◆ Try it
Please reproduce the entire listing, character for character.

◆ Data for this task
________________________
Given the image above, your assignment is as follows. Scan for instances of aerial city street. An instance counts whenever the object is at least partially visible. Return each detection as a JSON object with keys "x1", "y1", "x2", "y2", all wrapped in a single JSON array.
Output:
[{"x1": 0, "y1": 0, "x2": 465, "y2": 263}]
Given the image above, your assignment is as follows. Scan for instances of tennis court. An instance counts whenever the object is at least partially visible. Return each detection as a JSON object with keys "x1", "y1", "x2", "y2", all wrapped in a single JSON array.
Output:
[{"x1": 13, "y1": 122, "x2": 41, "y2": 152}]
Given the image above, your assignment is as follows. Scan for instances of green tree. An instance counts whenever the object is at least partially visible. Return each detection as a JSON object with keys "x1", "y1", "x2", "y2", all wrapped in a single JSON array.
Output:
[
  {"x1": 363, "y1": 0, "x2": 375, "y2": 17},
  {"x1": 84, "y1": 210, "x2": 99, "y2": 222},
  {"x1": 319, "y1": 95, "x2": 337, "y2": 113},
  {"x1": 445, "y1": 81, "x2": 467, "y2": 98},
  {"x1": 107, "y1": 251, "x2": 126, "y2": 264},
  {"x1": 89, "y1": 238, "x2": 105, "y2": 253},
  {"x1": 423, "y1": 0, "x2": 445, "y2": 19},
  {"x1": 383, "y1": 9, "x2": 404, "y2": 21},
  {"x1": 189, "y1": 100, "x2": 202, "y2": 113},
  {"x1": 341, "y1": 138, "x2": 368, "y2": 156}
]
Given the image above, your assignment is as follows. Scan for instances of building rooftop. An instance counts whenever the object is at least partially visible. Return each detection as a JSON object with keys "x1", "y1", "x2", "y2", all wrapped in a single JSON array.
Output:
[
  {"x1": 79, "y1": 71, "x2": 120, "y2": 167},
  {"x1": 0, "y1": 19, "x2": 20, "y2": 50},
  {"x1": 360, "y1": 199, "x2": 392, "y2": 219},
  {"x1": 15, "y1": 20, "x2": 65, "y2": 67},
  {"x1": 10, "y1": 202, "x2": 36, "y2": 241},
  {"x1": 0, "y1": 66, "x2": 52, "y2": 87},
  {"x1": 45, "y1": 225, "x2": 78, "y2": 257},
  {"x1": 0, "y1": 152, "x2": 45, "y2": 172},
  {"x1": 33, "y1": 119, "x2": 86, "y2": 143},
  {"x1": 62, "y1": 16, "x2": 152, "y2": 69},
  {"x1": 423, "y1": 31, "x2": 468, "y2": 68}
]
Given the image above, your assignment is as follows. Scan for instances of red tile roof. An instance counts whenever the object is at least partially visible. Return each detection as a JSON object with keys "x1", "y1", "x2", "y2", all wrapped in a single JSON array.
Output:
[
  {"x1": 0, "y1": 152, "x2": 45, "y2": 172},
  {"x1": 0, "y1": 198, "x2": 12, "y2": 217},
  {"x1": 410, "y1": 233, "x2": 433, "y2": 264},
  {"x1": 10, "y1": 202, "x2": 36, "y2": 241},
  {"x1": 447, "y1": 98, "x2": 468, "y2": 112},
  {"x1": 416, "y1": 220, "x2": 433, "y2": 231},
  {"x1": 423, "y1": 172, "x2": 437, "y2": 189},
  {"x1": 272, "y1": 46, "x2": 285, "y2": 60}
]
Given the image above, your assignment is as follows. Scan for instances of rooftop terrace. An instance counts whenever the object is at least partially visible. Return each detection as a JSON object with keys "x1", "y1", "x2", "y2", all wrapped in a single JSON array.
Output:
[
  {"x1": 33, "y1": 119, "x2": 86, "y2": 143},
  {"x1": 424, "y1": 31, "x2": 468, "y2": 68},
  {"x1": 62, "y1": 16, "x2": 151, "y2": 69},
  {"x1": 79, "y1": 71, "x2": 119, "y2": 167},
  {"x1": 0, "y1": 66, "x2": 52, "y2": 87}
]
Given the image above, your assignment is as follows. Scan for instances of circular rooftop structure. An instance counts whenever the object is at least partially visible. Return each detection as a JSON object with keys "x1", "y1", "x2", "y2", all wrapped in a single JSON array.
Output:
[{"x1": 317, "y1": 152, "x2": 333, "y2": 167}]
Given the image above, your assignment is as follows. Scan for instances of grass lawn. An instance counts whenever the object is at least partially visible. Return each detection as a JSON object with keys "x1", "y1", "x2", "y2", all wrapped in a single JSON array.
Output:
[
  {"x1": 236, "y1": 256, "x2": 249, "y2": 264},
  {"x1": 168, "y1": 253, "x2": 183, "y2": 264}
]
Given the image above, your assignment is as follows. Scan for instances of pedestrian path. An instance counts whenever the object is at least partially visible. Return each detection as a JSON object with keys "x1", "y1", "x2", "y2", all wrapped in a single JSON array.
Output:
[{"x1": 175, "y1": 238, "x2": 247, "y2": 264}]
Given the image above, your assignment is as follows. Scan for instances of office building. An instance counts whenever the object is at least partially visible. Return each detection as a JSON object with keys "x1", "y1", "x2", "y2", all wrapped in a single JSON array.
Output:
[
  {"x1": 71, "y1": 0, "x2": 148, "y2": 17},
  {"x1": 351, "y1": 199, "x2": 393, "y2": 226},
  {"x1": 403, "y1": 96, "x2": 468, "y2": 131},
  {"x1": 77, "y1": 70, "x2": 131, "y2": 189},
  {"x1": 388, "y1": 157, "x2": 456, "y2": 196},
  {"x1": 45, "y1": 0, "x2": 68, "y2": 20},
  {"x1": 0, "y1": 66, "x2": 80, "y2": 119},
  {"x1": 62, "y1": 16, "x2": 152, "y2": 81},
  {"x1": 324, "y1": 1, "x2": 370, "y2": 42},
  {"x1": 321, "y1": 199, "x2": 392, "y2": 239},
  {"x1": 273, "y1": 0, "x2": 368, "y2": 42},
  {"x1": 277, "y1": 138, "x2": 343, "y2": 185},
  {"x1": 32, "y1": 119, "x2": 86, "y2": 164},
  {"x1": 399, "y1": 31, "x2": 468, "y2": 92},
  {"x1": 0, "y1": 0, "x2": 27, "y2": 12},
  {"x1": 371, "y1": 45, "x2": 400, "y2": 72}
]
________________________
◆ Response to this task
Given the image above, your assignment is as follows. Scan for instances of aerial city street. An instance counts whenever the object is at least partially visible. Return each detection as a JSON object with keys "x1", "y1", "x2", "y2", all wrapped in a single JSON array.
Output:
[{"x1": 0, "y1": 0, "x2": 465, "y2": 263}]
Given the image above, your assignment is as follows. Scan for instances of tennis court. An instance counts whenever the object is at least partially visible. Return each detection as a JSON object with keys "x1", "y1", "x2", "y2", all wrapped in a single JSON array.
Output:
[{"x1": 13, "y1": 122, "x2": 41, "y2": 152}]
Given the image above, your assignment is as follows. Scan for instances of green tree. An instance counts whenever the object is at least partially visible. Return each detection as a JSON object with keys "x1", "y1", "x2", "y2", all wrapped in a single JSON array.
Output:
[
  {"x1": 363, "y1": 0, "x2": 375, "y2": 17},
  {"x1": 84, "y1": 210, "x2": 99, "y2": 222},
  {"x1": 319, "y1": 95, "x2": 337, "y2": 113},
  {"x1": 445, "y1": 81, "x2": 467, "y2": 98},
  {"x1": 107, "y1": 251, "x2": 126, "y2": 264},
  {"x1": 89, "y1": 238, "x2": 105, "y2": 253},
  {"x1": 423, "y1": 0, "x2": 445, "y2": 19},
  {"x1": 383, "y1": 9, "x2": 404, "y2": 21},
  {"x1": 189, "y1": 100, "x2": 202, "y2": 113},
  {"x1": 341, "y1": 138, "x2": 368, "y2": 156}
]
Given the image above, your assignment is as follows. Scan for instances of building rooftop. An instance counts whenever the object is at least partially visible. Return each detection as a JSON object with keys "x1", "y1", "x2", "y2", all wrapped in a single JSON array.
Output:
[
  {"x1": 79, "y1": 71, "x2": 120, "y2": 167},
  {"x1": 0, "y1": 19, "x2": 20, "y2": 50},
  {"x1": 360, "y1": 199, "x2": 392, "y2": 219},
  {"x1": 15, "y1": 20, "x2": 65, "y2": 67},
  {"x1": 10, "y1": 202, "x2": 36, "y2": 241},
  {"x1": 0, "y1": 66, "x2": 52, "y2": 87},
  {"x1": 45, "y1": 225, "x2": 78, "y2": 257},
  {"x1": 0, "y1": 152, "x2": 45, "y2": 172},
  {"x1": 33, "y1": 119, "x2": 86, "y2": 143},
  {"x1": 62, "y1": 16, "x2": 152, "y2": 69},
  {"x1": 423, "y1": 31, "x2": 468, "y2": 68}
]
Given the image above, your assignment is as follows. Scan for instances of red tile roof. An instance counts whenever the object is at least partially visible. Return each detection as a JSON object with keys "x1", "y1", "x2", "y2", all wrapped in a single JSON array.
Output:
[
  {"x1": 0, "y1": 152, "x2": 45, "y2": 172},
  {"x1": 0, "y1": 198, "x2": 12, "y2": 217},
  {"x1": 410, "y1": 233, "x2": 433, "y2": 264},
  {"x1": 10, "y1": 202, "x2": 36, "y2": 241},
  {"x1": 447, "y1": 98, "x2": 468, "y2": 112},
  {"x1": 416, "y1": 220, "x2": 433, "y2": 231},
  {"x1": 423, "y1": 172, "x2": 437, "y2": 189},
  {"x1": 272, "y1": 46, "x2": 285, "y2": 60}
]
Given the image above, your assignment is as follows. Scan for instances of rooftop terrace. An instance counts whenever the object is at least partially visible. Return each detection as a JSON object with keys "x1", "y1", "x2", "y2", all wrapped in a single JSON array.
Output:
[
  {"x1": 33, "y1": 119, "x2": 86, "y2": 143},
  {"x1": 424, "y1": 31, "x2": 468, "y2": 68},
  {"x1": 62, "y1": 16, "x2": 151, "y2": 69},
  {"x1": 79, "y1": 71, "x2": 119, "y2": 167},
  {"x1": 0, "y1": 66, "x2": 52, "y2": 87}
]
Given the image above, your assignment is as follows. Scan for instances of circular rooftop structure. An instance counts whenever the object is at least partially visible. Return each detection as a JSON object with keys "x1", "y1", "x2", "y2", all wrapped in a single JSON array.
Output:
[{"x1": 317, "y1": 152, "x2": 333, "y2": 167}]
Given the image above, your assignment is as follows. Scan for instances of grass lawn. An instance counts whenever the object is at least partially visible. Return each detection as a JSON object with keys "x1", "y1", "x2", "y2", all wrapped in a single JSON array.
Output:
[
  {"x1": 236, "y1": 256, "x2": 249, "y2": 264},
  {"x1": 168, "y1": 253, "x2": 183, "y2": 264}
]
Given the image above, your assignment is as follows. Scan for instances of pedestrian path. An instance counts whenever the object is at least partially visible. Return each detection as a JSON object with keys "x1", "y1", "x2", "y2", all wrapped in a single JSON array.
Output:
[{"x1": 175, "y1": 238, "x2": 247, "y2": 264}]
Given the image above, your assignment is as follows. Scan for instances of office building. An instance counts whenever the object is at least partially visible. Return each detection as a JSON object with keys "x1", "y1", "x2", "y2", all wrapped in a single JSON array.
Output:
[
  {"x1": 71, "y1": 0, "x2": 148, "y2": 17},
  {"x1": 351, "y1": 199, "x2": 393, "y2": 226},
  {"x1": 403, "y1": 96, "x2": 468, "y2": 131},
  {"x1": 77, "y1": 70, "x2": 131, "y2": 189},
  {"x1": 388, "y1": 157, "x2": 456, "y2": 196},
  {"x1": 45, "y1": 0, "x2": 68, "y2": 20},
  {"x1": 0, "y1": 66, "x2": 80, "y2": 119},
  {"x1": 62, "y1": 16, "x2": 152, "y2": 81},
  {"x1": 324, "y1": 1, "x2": 370, "y2": 42},
  {"x1": 321, "y1": 199, "x2": 392, "y2": 239},
  {"x1": 273, "y1": 0, "x2": 368, "y2": 42},
  {"x1": 277, "y1": 138, "x2": 343, "y2": 185},
  {"x1": 32, "y1": 119, "x2": 86, "y2": 164},
  {"x1": 399, "y1": 31, "x2": 468, "y2": 92},
  {"x1": 0, "y1": 0, "x2": 27, "y2": 12},
  {"x1": 371, "y1": 45, "x2": 400, "y2": 72}
]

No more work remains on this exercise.